- [YOUR GOAL]:
Render all of the lines below as a two-column CSV with the headers instruction and points, one row for each line, giving its text and its answer. Wrap every value in double quotes, and turn any line breaks within a value into spaces.

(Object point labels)
»»
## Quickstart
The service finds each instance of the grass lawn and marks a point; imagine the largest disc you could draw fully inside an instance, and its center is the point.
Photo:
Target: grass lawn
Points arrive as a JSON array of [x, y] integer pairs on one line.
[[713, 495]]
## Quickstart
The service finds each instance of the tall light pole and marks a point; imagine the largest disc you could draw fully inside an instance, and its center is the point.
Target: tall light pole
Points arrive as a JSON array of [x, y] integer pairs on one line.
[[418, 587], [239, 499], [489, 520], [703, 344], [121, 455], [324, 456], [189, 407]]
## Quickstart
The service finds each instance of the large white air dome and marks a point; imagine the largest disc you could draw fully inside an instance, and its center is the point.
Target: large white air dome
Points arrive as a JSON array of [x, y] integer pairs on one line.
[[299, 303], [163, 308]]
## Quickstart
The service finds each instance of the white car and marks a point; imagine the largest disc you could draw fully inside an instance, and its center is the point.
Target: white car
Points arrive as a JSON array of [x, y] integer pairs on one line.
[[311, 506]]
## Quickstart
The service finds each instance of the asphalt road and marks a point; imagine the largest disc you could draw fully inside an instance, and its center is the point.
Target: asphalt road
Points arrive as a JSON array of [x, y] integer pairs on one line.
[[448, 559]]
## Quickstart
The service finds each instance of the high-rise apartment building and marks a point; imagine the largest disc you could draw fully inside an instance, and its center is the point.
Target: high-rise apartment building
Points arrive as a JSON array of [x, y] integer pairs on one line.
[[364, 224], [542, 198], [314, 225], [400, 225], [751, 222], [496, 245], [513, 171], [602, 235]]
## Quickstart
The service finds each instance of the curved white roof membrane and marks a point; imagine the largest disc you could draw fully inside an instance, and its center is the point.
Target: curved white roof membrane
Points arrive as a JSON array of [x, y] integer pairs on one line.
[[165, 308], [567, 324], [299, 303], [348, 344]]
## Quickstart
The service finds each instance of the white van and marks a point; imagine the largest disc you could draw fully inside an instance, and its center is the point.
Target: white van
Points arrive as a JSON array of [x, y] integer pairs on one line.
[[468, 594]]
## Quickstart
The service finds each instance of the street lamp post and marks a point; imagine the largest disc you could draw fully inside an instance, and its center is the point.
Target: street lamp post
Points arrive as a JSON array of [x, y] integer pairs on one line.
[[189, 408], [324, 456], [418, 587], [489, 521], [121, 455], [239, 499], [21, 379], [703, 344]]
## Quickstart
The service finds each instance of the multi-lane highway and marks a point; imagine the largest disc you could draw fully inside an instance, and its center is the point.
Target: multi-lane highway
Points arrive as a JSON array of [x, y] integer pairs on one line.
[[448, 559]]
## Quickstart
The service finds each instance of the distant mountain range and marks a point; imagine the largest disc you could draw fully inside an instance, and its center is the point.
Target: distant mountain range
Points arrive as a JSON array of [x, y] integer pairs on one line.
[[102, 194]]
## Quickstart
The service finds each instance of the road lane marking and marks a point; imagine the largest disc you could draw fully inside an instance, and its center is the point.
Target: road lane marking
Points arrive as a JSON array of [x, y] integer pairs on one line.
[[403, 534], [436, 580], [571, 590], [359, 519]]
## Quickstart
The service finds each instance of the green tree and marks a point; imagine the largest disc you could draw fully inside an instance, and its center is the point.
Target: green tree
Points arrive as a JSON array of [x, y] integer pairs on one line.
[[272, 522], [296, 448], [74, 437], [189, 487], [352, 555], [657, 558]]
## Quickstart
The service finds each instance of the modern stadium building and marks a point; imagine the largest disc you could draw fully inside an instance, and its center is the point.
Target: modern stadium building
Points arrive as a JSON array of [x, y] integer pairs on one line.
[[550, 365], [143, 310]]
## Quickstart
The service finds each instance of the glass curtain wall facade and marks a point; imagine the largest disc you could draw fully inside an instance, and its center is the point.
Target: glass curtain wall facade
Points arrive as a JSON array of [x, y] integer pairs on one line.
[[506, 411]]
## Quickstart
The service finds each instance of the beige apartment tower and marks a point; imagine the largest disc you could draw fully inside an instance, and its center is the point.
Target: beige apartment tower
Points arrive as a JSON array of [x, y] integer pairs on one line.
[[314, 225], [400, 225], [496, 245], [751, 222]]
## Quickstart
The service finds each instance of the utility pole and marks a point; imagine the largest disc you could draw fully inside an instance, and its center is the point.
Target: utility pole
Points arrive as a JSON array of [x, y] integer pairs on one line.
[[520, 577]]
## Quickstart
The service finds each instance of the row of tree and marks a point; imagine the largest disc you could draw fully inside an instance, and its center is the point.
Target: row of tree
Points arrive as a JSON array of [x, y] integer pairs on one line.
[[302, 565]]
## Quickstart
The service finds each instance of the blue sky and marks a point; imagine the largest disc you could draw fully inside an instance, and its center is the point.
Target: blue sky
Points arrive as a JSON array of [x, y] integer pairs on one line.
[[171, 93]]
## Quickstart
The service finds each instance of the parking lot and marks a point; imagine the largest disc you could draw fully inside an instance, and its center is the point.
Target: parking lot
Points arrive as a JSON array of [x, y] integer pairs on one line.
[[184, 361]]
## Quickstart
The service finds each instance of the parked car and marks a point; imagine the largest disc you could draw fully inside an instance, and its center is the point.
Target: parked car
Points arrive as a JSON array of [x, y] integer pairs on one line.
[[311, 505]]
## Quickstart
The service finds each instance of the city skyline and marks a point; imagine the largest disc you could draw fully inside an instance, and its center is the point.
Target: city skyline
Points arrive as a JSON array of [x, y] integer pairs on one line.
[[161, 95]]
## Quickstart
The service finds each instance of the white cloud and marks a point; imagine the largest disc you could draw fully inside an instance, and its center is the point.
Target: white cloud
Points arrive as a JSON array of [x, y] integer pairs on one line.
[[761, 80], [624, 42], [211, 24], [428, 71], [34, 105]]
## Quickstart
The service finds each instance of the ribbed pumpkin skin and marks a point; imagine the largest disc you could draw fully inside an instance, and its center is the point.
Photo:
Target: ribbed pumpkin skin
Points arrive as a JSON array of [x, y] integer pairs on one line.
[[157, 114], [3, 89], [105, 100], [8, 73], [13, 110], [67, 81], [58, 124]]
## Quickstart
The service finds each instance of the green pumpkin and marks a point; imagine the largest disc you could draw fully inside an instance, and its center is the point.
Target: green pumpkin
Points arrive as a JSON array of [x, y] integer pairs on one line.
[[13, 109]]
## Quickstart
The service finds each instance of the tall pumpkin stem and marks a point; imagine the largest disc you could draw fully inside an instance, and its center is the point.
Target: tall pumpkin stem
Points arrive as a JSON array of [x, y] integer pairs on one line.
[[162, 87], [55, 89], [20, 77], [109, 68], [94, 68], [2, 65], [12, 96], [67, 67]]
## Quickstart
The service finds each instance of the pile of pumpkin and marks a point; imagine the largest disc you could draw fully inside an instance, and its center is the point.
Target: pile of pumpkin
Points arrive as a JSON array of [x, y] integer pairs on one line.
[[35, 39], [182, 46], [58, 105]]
««
- [WRITTEN RESPONSE]:
instruction,points
"## Quickstart The service finds each instance of the grass lawn and marks a point; imagine the largest disc you could draw fully inside an instance, and its center is the point. Photo: Target: grass lawn Points arrive as a JSON array of [x, y] integer pairs on one line.","[[713, 495]]"
"## Quickstart The service finds each instance of the tall light pole and marks a point; imagine the largest disc you could draw fully inside an instance, and its center is the point. Target: tall light pole Points arrive as a JSON array of [x, y] integer pairs on one line.","[[418, 587], [239, 499], [489, 520], [703, 344], [121, 455], [324, 456], [189, 407]]"
"## Quickstart The service finds each instance of the large white air dome and marks a point; imagine the largest disc you could draw fully inside an instance, and its center is the point. Target: large white air dome Points arrive as a JSON array of [x, y] integer pairs on one line.","[[299, 303], [163, 308]]"
"## Quickstart The service finds each instance of the white car and marks a point; imagine the largest disc you could draw fully inside an instance, and its center is the point. Target: white car Points arrive as a JSON array of [x, y] integer pairs on one line.","[[311, 506]]"
"## Quickstart The service finds each instance of the asphalt road and marks a point; imagine the largest disc you could draw fully inside an instance, and its center is the point. Target: asphalt road Points arrive as a JSON array of [x, y] integer pairs on one line.","[[448, 559]]"
"## Quickstart The service finds each instance of the high-rise apartment building and marks a point; imagine the largest disc you could draw fully inside an instance, and its center is the point. Target: high-rise apartment building Points arrive as a JSON array of [x, y] integer pairs on one line.","[[364, 224], [542, 198], [314, 225], [400, 225], [751, 222], [496, 245], [513, 171], [602, 235]]"
"## Quickstart The service finds each instance of the curved white roof membrane and marks a point; imagine the largest disc you could draw fully inside an instance, and its center is the point. Target: curved white roof membrane Points arrive as a JSON array of [x, y] integer pairs on one line.","[[165, 308], [567, 324], [299, 303], [348, 344]]"
"## Quickstart The service finds each instance of the white van and marks a point; imagine the largest disc you could draw fully inside an instance, and its center is the point. Target: white van Points arrive as a JSON array of [x, y] integer pairs on one line.","[[468, 594]]"
"## Quickstart The service finds each instance of the street lamp post and marks a point; imagine the largest disc you could draw fully inside an instance, and its center is the point. Target: street lamp post Points arrive as a JSON array of [x, y] integer pairs on one line.","[[189, 408], [324, 456], [418, 587], [489, 521], [121, 455], [239, 499], [21, 379], [703, 344]]"
"## Quickstart The service finds each instance of the multi-lane highway and marks a point; imagine the largest disc you could draw fully inside an instance, and its center is the point. Target: multi-lane highway Points arrive as a JSON array of [x, y] integer pairs on one line.","[[448, 559]]"
"## Quickstart The service finds each instance of the distant mountain range and marks a point; imagine the largest disc you could draw fully inside an instance, and its center is the point. Target: distant mountain range Points arrive as a JSON array of [x, y] integer pairs on one line.","[[102, 194]]"
"## Quickstart The service finds each instance of the road lane marking and marks a point; imagine the largest disc you could draw fully inside an instance, and its center is the point. Target: road lane marking Points arrive as a JSON array of [x, y] integer pairs on one line.","[[403, 534], [436, 580], [571, 590], [359, 519]]"
"## Quickstart The service finds each instance of the green tree and marks a point; imagine the largest disc you could draw fully inside an instance, and its center is the point. Target: green tree Points arrive as a JSON array of [x, y] integer pairs on one line.","[[272, 522], [296, 448], [74, 437], [189, 487], [352, 555], [657, 558]]"
"## Quickstart The service finds each instance of the modern stadium building and marks a point; imagine the largest disc you could draw fully inside an instance, and its center is the point. Target: modern stadium building Points arrive as a JSON array of [x, y] integer pairs on one line.","[[550, 365], [143, 310]]"
"## Quickstart The service finds each instance of the glass curtain wall facade and marks a point; imagine the largest disc you could draw fully inside an instance, and its center is the point. Target: glass curtain wall facade Points arrive as a JSON array of [x, y] integer pairs on one line.","[[506, 411]]"
"## Quickstart The service finds each instance of the beige apartment tower and marks a point; imagine the largest disc you could draw fully inside an instance, and its center is the point. Target: beige apartment tower Points arrive as a JSON array of [x, y] integer pairs on one line.","[[314, 225], [400, 225], [496, 245], [751, 222]]"
"## Quickstart The service finds each instance of the utility pole and marks a point; imagine the largest disc you could draw fully inside an instance, and its center is the point. Target: utility pole Points arrive as a JSON array of [x, y] integer pairs on one line.","[[520, 577]]"
"## Quickstart The service finds each instance of the row of tree and marks a point; imagine the largest disc you could draw fully inside an instance, and its center is the point. Target: row of tree Points arrive as a JSON array of [x, y] integer pairs on one line.","[[302, 565]]"
"## Quickstart The service finds each instance of the blue sky and marks a point; imagine the largest disc you could draw fully inside an instance, and its center is the point. Target: blue sky Points arrive as a JSON array of [x, y] integer pairs on one line.","[[171, 93]]"
"## Quickstart The service finds each instance of the parking lot and marks a point; imagine the largest disc you could draw fully inside an instance, and its center is the point. Target: parking lot Points arrive as a JSON array of [x, y] integer pairs on one line.","[[184, 361]]"
"## Quickstart The service finds each instance of the parked car and marks a point; imagine the largest disc you could draw fully inside an instance, and its center is the point. Target: parked car Points arrive as a JSON array of [x, y] integer pairs on one line.","[[311, 505]]"
"## Quickstart The service finds each instance of the city skyline and marks a point; imagine the largest disc you could draw fully inside an instance, and its center is the point. Target: city skyline Points arrive as a JSON array of [x, y] integer pairs on one line.","[[161, 95]]"
"## Quickstart The service finds each instance of the white cloud and marks a point; imagine the largest disc you could draw fully inside an instance, and its center is the point. Target: white cloud Points arrive as a JSON array of [x, y] integer pairs on one line.","[[761, 80], [624, 42], [211, 24], [428, 71], [34, 105]]"
"## Quickstart The service finds each instance of the ribbed pumpkin skin and marks a point; imagine the largest disc you could draw fully inside an instance, and its center is the point. Photo: Target: ribbed pumpkin skin Points arrive as a JSON array of [x, y] integer pairs on one line.","[[157, 114], [3, 89], [105, 100], [8, 73], [13, 110], [67, 81], [58, 124]]"
"## Quickstart The service finds each instance of the green pumpkin and marks a point; imagine the largest disc you could draw fully inside an instance, and its center is the point. Target: green pumpkin Points arrive as a JSON array of [x, y] integer pairs on one line.","[[13, 109]]"
"## Quickstart The service finds each instance of the tall pumpkin stem and marks a point; imagine the largest disc you could draw fully inside an instance, and its center is the point. Target: tall pumpkin stem Points arrive as a JSON array of [x, y] integer pairs on one line.","[[162, 87], [55, 89], [20, 77], [109, 68], [94, 68], [2, 65], [12, 96], [67, 67]]"
"## Quickstart The service finds each instance of the pile of pumpkin and marks a point; imagine the largest disc you could draw fully inside an instance, and its center is the point. Target: pile of pumpkin Points arrive as a JSON array of [x, y] integer pairs on one line.","[[35, 39], [182, 46], [58, 105]]"